_Data excerpts_.
-- BEGIN --

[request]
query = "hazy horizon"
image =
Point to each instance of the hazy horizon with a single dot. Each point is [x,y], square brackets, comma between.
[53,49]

-- END --
-- BEGIN --

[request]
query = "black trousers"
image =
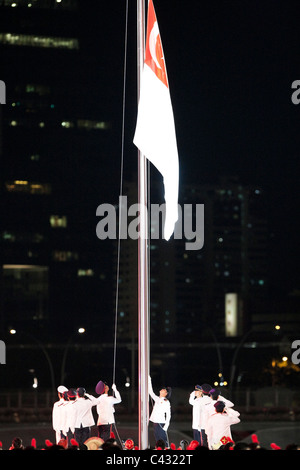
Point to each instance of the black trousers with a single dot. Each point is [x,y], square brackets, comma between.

-- END --
-- BEGIN --

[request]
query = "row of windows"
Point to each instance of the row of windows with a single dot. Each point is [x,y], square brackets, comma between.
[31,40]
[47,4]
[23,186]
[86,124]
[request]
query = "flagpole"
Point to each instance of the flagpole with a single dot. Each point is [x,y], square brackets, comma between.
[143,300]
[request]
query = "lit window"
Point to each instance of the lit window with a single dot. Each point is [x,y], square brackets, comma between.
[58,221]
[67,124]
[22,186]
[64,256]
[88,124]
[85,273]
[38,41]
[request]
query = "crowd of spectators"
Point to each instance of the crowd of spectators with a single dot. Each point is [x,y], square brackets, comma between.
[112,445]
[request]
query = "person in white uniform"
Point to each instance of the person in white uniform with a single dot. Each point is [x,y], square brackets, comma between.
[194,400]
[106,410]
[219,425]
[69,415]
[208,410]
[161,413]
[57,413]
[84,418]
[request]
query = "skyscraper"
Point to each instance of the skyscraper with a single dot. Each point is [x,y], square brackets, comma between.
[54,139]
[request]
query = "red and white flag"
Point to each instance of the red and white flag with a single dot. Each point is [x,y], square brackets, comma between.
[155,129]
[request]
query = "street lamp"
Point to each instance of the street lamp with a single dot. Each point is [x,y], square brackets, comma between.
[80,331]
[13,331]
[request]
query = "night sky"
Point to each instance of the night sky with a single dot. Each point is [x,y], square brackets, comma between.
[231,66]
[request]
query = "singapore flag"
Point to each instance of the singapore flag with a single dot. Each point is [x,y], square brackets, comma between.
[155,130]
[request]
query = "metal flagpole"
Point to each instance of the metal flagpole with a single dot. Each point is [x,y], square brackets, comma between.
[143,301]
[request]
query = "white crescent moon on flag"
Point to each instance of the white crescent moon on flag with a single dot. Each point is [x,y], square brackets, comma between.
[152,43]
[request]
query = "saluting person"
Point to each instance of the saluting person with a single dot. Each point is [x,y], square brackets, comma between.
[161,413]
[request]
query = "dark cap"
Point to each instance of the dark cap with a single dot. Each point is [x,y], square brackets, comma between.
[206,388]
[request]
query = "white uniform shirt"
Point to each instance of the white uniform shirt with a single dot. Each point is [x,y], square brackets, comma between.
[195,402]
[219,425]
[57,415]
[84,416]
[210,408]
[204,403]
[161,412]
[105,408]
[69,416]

-- END --

_What the task asks_.
Pick out every line in the items above that contains the string "singapore", matching its case exactly, and copy each of those lines.

_Answer to this exercise_.
query = "singapore flag"
Point to each instance of the singapore flag with a single dot. Each point is [x,y], square brackets, comma between.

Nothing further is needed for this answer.